Tasks and exercises |
a - In the friendship text, in what year did Monica move to NYC?
b - Please extract everything from "Let’s say you" down to "are a give-and-take." in the friendship text.

Let’s say you have a friendship that’s gone sour: How do you end it? Like romantic breakups, there’s no formula, but you should always try to make it through with dignity and respect. Put yourself in your friend’s shoes. Would you want someone to ignore your calls and texts without explanation? You’re a woman who respects herself and respects the women around her. It’s your responsibility to take the high road and let go with love. Tell your friend you want to talk to her over dinner, express how she has been making you feel, and explain why you need to take some time apart. This isn’t to suggest that you should end every friendship that’s not going well. True relationships are a give-and-take.
In 2006, just after college, my friend Monica moved to NYC. I was in the throes of a shitty job, and going through a bad patch with my chronic illness and depression. But instead of telling her that I was having a rough time, I would just keep canceling plans last minute. It was a shitty thing to do, especially to someone in a new city. But instead of saying, “Screw Kerin!” and never speaking to me again, she called me out on it. Monica told me I was being a neglectful friend and explained how upset it was making her. It was an eye-opening moment. She showed me how reciprocal a good friendship should be. In turn, I opened up about my issues and changed my behavior. When any relationship is going smoothly, the reciprocity is invisible. But sometimes you might need a little extra care. When you do, it’s better to let your friends know than to hide away from it. Your true friends will be there for you. And if your BFF starts being distant, ask her if something is going on, and let her know you’re there for her.

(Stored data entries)
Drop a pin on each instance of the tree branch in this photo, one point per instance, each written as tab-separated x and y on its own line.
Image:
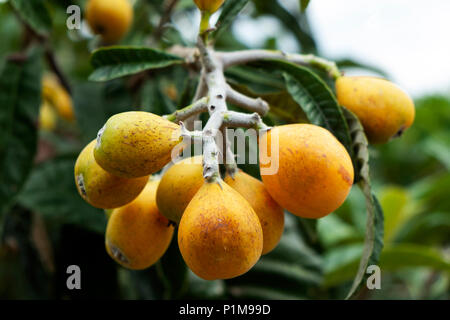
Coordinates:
197	107
254	105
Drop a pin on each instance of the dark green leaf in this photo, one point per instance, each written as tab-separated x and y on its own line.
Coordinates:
173	271
360	146
230	10
304	4
154	100
298	25
291	269
96	102
316	99
20	98
373	243
34	13
341	263
115	62
51	191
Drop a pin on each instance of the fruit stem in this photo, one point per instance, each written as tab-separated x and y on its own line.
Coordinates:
204	25
195	108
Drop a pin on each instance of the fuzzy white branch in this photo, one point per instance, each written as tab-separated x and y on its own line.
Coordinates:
197	107
232	119
254	105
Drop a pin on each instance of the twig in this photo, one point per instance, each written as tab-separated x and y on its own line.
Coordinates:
254	105
189	111
232	119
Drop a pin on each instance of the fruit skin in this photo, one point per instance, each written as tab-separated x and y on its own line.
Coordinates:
137	235
178	186
219	236
100	188
315	172
135	144
47	117
384	109
109	18
270	214
210	6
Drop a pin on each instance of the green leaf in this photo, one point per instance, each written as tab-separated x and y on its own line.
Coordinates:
291	269
34	13
349	64
396	203
154	100
282	106
316	99
341	263
297	24
20	98
95	103
51	191
360	146
407	255
373	242
115	62
230	10
304	4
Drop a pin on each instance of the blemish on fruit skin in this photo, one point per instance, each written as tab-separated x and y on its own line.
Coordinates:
99	136
81	185
345	175
117	253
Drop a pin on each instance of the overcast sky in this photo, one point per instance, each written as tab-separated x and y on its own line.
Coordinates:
410	39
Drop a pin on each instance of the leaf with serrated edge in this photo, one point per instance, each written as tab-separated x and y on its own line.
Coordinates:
115	62
230	10
20	98
373	242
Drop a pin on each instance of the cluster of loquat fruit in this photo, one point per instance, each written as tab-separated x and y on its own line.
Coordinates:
224	226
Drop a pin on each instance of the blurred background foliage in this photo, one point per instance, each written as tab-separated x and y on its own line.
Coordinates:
46	226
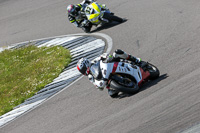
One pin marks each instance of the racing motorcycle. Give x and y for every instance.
(124, 76)
(97, 14)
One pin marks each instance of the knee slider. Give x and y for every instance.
(119, 51)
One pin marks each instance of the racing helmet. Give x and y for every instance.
(83, 66)
(71, 9)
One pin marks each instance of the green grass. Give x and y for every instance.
(25, 71)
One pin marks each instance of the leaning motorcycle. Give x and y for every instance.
(125, 76)
(97, 14)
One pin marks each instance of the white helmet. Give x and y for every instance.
(83, 66)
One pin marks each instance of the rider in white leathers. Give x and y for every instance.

Outputs by task |
a - 2006

b -
Let’s say you have a friendship that’s gone sour: How do you end it? Like romantic breakups, there’s no formula, but you should always try to make it through with dignity and respect. Put yourself in your friend’s shoes. Would you want someone to ignore your calls and texts without explanation? You’re a woman who respects herself and respects the women around her. It’s your responsibility to take the high road and let go with love. Tell your friend you want to talk to her over dinner, express how she has been making you feel, and explain why you need to take some time apart. This isn’t to suggest that you should end every friendship that’s not going well. True relationships are a give-and-take.